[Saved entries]
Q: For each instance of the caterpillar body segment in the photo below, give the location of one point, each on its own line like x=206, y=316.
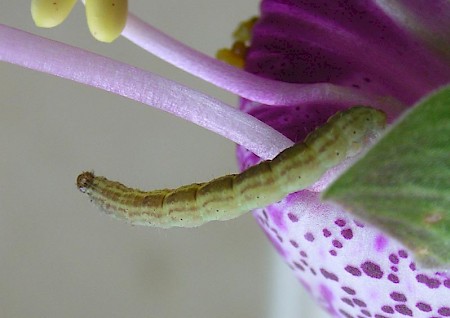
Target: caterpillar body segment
x=230, y=196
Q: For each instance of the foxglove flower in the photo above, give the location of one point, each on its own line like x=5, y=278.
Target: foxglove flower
x=307, y=60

* [Task description] Among the lines of the data, identify those with the word "like". Copy each of them.

* [Exercise answer]
Q: For each instance of the caterpillar body segment in the photo below, give the location of one point, each on its own line like x=206, y=316.
Q: For each instance of the foxglove flower in the photo above, give the location of one point, each on its own line like x=5, y=278.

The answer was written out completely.